Work instructions — Copy out the lines of the listing from the line containing "Isolate flag fabric." through the end of the listing, replacing "named fields" with "labeled fields" and leaving everything else unchanged.

Records supplied —
* * *

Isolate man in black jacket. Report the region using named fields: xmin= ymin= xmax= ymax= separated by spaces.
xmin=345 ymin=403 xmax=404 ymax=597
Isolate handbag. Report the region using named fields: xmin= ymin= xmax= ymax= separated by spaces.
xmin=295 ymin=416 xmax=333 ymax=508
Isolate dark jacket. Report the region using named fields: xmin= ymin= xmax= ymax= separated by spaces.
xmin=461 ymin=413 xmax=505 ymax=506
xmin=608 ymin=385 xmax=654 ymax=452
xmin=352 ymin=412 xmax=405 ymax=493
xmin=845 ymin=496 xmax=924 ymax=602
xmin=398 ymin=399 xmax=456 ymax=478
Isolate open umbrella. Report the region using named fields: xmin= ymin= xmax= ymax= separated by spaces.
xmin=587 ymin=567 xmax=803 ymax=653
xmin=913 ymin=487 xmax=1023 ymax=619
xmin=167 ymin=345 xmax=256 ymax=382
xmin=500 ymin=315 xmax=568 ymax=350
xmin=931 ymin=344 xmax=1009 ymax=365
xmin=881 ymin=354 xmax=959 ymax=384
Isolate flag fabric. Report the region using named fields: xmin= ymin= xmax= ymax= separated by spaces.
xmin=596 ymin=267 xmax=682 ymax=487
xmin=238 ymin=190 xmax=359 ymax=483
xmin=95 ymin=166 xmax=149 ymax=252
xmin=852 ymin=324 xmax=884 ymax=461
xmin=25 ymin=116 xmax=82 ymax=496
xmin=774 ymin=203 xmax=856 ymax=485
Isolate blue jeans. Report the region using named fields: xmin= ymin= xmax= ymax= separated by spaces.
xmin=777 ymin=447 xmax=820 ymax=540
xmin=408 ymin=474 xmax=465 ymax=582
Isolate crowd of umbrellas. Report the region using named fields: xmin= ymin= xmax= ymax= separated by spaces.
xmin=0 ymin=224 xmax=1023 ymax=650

* * *

Exercise solution —
Isolate flag fabric. Report the region using labeled fields: xmin= ymin= xmax= ymax= separated by spaces.
xmin=596 ymin=267 xmax=682 ymax=487
xmin=238 ymin=190 xmax=359 ymax=483
xmin=95 ymin=166 xmax=149 ymax=252
xmin=852 ymin=324 xmax=884 ymax=461
xmin=25 ymin=116 xmax=82 ymax=496
xmin=774 ymin=203 xmax=856 ymax=485
Isolate blue jeans. Report the region using labeled fields: xmin= ymin= xmax= ymax= separated by spaces.
xmin=777 ymin=447 xmax=820 ymax=540
xmin=408 ymin=474 xmax=465 ymax=582
Isolate crowd of umbrellas. Report the region using labeled fields: xmin= ymin= xmax= ymax= separated by spaces.
xmin=0 ymin=224 xmax=1023 ymax=650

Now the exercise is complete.